| TO DO |
Beginning with the first line of the material, set down each line exactly as written, up to and including the line with "Target: brown fur".

── GIVEN INFORMATION

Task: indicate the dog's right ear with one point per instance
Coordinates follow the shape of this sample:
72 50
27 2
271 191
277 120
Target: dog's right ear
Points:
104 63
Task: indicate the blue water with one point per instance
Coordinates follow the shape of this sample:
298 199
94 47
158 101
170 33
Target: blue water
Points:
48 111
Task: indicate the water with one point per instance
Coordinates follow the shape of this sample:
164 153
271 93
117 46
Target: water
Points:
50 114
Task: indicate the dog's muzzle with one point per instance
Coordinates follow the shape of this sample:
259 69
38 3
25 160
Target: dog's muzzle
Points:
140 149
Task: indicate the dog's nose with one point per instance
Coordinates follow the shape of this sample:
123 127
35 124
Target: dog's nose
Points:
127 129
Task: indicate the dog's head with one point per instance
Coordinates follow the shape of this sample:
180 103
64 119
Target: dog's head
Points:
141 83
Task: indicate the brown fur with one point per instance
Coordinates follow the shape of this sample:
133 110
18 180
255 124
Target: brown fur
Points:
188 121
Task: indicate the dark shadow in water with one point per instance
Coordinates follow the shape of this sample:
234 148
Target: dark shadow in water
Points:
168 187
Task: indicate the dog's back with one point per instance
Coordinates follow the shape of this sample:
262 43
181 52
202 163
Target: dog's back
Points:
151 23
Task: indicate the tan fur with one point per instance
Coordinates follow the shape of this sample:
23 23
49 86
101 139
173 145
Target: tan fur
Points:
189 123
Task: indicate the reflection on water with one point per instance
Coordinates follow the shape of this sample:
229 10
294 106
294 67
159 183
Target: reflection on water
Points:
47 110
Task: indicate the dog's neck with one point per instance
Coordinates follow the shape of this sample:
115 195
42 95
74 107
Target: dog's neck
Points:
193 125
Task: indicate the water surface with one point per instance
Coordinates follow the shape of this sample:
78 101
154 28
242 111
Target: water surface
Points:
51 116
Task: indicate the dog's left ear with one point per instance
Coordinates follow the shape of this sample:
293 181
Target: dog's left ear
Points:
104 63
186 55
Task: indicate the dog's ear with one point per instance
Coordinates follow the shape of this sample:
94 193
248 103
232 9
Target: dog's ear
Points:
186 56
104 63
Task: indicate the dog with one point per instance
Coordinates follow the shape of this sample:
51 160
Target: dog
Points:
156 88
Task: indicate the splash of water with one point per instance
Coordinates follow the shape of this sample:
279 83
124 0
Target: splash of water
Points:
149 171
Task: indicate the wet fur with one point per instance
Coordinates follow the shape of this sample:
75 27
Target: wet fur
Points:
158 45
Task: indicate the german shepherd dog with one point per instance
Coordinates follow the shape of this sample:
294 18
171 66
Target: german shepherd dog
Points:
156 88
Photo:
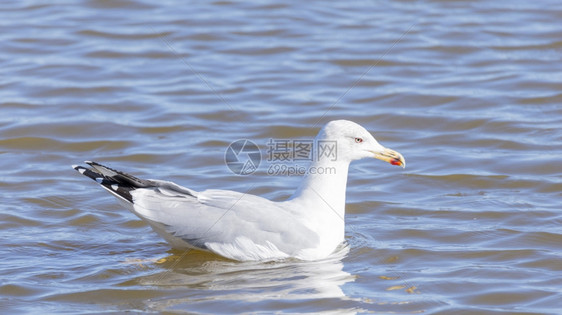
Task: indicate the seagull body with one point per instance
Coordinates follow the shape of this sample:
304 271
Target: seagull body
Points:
241 226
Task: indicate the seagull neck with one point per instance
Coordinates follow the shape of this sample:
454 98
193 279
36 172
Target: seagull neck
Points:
325 185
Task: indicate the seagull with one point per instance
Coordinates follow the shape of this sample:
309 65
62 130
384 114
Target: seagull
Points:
241 226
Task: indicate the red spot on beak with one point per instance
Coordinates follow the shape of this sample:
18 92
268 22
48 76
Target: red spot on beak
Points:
396 162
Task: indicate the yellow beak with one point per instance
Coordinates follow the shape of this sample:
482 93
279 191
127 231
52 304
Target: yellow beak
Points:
391 157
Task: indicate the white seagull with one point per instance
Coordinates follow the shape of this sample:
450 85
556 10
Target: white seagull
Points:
240 226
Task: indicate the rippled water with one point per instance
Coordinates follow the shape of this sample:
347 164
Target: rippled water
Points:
468 91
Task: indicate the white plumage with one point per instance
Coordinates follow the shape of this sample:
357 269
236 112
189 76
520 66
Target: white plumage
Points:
308 226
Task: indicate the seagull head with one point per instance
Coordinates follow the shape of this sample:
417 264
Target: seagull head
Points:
353 142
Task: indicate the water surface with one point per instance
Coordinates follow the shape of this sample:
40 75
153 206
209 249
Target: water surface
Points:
468 91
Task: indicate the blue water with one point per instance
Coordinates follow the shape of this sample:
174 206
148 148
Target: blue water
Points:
468 91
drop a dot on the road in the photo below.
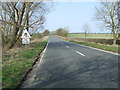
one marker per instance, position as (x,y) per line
(69,65)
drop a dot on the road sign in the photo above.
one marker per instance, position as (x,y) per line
(25,37)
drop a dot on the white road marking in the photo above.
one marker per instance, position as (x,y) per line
(80,53)
(94,48)
(67,46)
(43,54)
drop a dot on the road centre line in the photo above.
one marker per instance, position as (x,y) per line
(80,53)
(67,46)
(43,53)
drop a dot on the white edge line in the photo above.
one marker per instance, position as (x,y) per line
(67,46)
(80,53)
(95,48)
(43,54)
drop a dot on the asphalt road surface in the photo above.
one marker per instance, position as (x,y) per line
(69,65)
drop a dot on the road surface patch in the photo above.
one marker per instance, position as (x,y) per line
(67,46)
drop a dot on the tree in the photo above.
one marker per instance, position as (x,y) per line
(17,16)
(86,29)
(46,32)
(107,16)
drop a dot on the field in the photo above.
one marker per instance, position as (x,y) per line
(81,35)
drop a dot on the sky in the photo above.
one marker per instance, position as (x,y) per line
(72,15)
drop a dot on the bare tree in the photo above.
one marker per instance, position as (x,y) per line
(86,29)
(16,16)
(107,16)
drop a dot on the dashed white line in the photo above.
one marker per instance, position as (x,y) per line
(80,53)
(67,46)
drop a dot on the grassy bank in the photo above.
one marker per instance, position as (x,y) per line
(16,64)
(96,45)
(91,35)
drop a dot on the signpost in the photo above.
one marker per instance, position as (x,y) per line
(25,37)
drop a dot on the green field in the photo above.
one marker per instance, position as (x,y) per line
(81,35)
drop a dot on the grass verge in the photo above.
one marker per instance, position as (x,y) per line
(111,48)
(17,64)
(100,46)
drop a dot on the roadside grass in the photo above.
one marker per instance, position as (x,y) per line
(111,48)
(100,46)
(17,64)
(90,35)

────

| RESULT |
Task: indicate the dog's right ear with one point per instance
Coordinates follow the shape of this sample:
72 50
27 2
271 191
277 120
Target: dog's right ear
Points:
104 63
Task: indicate the blue water with one point per instance
Coordinates follow the shape of this sample:
298 199
94 47
158 101
170 33
Target: blue water
Points:
48 111
Task: indicate the water with one point per instance
Coordinates follow the shape of this sample:
164 153
271 93
117 46
Target: water
Points:
50 114
Task: indicate the dog's muzzle with one point per instance
Coordinates follow the shape of this sample:
259 69
38 3
25 160
Target: dog's muzzle
Points:
140 149
Task: indicate the dog's nose with one point per instance
Coordinates follow the shape of this sample:
123 127
35 124
Target: dog's nose
Points:
127 129
Task: indicate the dog's head with one point per instance
Coordinates follow the shape of this sample:
180 103
64 119
Target: dog's head
Points:
141 83
Task: indicate the brown fur with one point per instance
Coordinates follow the shape of this sample:
133 110
18 180
255 124
Target: brown fur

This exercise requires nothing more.